## Text passage
The cinema's marquee became a somewhat less welcome presence, in a predominately Catholic neighborhood, when the cinema began screening adult films in 1969. It closed in May 1971 in response to local protests. In September 1971, the building was converted into a church. A marquee sign is no longer attached to the building.

===St. Joseph's Monastery===

St. Joseph's Passionist Monastery and St. Joseph's Monastery Parish, located at 3801 Old Frederick Road, constructed from blue granite blocks, are among the city's most beautiful historic structures. The Passionist Order was invited to Baltimore in 1865 by Archbishop Martin John Spalding. In 1868, the Passionists built a small wooden church on a tract of land along Frederick Avenue, opposite Loudon Park Cemetery. This building became known as the "Church of the Passion", marking the beginning of St. Joseph's Monastery Parish.

Construction of a new, larger church began in 1881 and was completed in 1883. Its cornerstone was placed by Cardinal James Gibbons. The original monastery, beside the church, burned down in 1883. A new monastery was completed in 1886. The monastery chapel is extant and contains an 1887 Niemann pipe organ.

The congregation of St. Joseph's Monastery Parish outgrew their church building in the following century. In 1931, Archbishop Michael Joseph Curley placed the cornerstone for the parish's current church building. It was completed on October 2, 1932.

In April 2014, Father Thomas McCann, administrator of St. Joseph's, announced that the Passionist Priests would "no longer shepherd" St. Joseph's Monastery Church after 149 years of residence. The order's departure date was scheduled for June 30, 2014. The Very Rev. Robert Joerger, the provincial of the Passionists, reflected on the advanced age of many members of his religious order, as well as the declining numbers of that order, in the decision to leave Baltimore for other places. The Archdiocese of Baltimore assumed responsibility for St. Joseph's facilities on June 30, 2014.

## What you are asked to do
Update the St. Joseph's Monastery passage from "The congregation of" to "on June 30, 2014.", using "parishioners" in place of "congregation". You can set the material aside.

## Records shown
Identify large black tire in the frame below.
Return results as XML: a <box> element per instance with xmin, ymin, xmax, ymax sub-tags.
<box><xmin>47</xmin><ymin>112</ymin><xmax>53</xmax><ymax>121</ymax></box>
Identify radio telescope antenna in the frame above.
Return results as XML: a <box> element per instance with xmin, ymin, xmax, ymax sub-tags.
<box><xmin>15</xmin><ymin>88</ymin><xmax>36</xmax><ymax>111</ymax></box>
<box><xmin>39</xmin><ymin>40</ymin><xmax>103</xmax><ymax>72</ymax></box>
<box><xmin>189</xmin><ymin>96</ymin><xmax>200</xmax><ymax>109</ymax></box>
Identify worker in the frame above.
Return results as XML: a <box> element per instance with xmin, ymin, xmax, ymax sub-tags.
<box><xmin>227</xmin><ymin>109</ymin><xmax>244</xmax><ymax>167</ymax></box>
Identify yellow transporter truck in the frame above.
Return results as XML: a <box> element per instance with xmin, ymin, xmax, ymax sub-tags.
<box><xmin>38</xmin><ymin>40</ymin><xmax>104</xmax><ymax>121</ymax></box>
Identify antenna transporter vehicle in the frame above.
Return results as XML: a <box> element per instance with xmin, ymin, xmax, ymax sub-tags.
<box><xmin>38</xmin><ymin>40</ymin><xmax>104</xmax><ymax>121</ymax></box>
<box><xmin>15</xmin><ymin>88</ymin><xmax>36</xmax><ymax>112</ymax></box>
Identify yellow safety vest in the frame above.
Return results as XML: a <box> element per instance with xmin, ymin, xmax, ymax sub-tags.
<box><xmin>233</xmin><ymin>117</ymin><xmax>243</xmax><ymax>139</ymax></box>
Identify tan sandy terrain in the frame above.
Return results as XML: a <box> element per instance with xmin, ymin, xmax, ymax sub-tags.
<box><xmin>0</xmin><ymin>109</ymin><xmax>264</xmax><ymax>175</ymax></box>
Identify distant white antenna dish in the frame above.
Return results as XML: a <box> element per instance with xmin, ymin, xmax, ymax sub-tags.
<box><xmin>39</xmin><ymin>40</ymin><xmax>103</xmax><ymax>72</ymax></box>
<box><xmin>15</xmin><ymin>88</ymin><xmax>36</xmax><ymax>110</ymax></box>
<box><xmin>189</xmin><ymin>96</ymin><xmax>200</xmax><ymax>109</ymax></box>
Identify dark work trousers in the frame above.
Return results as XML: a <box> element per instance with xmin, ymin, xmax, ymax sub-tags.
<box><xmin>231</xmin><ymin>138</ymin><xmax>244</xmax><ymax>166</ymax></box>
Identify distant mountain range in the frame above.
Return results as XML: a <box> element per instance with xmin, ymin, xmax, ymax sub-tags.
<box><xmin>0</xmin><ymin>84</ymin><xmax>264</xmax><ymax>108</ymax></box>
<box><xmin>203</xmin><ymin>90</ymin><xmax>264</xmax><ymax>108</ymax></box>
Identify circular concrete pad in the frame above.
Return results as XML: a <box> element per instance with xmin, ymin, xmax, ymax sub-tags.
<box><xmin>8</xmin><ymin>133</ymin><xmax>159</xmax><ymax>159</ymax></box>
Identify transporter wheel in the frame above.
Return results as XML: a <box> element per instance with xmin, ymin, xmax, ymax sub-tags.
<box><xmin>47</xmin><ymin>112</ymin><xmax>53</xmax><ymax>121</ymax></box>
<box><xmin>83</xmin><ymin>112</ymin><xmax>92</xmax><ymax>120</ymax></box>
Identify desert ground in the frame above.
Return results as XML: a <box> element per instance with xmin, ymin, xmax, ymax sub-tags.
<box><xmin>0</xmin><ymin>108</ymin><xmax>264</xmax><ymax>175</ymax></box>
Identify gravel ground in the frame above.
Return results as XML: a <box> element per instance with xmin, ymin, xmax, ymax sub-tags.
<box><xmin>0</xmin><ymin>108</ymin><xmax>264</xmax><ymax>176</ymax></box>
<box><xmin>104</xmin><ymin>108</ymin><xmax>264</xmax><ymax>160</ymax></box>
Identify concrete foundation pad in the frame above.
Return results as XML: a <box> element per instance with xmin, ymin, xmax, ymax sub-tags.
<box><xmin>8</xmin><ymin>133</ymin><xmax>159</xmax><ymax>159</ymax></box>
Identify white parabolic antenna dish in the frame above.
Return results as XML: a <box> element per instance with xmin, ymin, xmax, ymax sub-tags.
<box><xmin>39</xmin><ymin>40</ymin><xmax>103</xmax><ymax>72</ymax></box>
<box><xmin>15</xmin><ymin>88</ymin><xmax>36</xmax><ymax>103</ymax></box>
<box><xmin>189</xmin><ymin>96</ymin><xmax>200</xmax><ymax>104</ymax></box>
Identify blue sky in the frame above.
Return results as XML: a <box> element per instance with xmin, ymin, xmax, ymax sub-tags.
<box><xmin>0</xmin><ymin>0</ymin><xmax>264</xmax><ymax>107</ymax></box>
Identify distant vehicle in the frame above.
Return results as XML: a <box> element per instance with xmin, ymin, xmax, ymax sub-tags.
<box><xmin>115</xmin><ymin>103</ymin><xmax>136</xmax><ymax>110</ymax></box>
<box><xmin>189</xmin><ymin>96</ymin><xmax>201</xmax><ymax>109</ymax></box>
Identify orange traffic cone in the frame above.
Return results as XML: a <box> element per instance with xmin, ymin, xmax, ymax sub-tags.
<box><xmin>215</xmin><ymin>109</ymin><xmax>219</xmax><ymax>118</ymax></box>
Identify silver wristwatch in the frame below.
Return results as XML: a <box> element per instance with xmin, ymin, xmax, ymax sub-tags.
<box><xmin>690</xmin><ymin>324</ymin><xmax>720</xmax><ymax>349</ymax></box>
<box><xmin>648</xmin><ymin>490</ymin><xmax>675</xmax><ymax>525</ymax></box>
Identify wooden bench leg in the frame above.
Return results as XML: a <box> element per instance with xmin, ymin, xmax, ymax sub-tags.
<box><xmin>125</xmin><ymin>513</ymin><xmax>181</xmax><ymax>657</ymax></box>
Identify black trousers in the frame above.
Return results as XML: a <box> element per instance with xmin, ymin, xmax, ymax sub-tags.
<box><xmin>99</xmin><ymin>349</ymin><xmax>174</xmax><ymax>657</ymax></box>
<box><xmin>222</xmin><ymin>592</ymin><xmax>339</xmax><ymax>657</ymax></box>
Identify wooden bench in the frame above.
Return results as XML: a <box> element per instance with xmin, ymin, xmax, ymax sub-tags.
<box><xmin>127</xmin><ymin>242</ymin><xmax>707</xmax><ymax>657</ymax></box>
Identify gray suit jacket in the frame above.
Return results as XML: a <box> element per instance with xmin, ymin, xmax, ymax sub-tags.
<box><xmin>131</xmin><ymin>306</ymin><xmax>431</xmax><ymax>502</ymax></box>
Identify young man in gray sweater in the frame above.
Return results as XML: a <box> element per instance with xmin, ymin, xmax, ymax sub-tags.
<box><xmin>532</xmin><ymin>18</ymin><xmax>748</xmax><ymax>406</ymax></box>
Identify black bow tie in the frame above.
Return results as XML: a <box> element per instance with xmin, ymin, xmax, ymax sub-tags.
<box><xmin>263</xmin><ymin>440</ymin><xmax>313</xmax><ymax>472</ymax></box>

## Solution below
The parishioners of St. Joseph's Monastery Parish outgrew their church building in the following century. In 1931, Archbishop Michael Joseph Curley placed the cornerstone for the parish's current church building. It was completed on October 2, 1932.

In April 2014, Father Thomas McCann, administrator of St. Joseph's, announced that the Passionist Priests would "no longer shepherd" St. Joseph's Monastery Church after 149 years of residence. The order's departure date was scheduled for June 30, 2014. The Very Rev. Robert Joerger, the provincial of the Passionists, reflected on the advanced age of many members of his religious order, as well as the declining numbers of that order, in the decision to leave Baltimore for other places. The Archdiocese of Baltimore assumed responsibility for St. Joseph's facilities on June 30, 2014.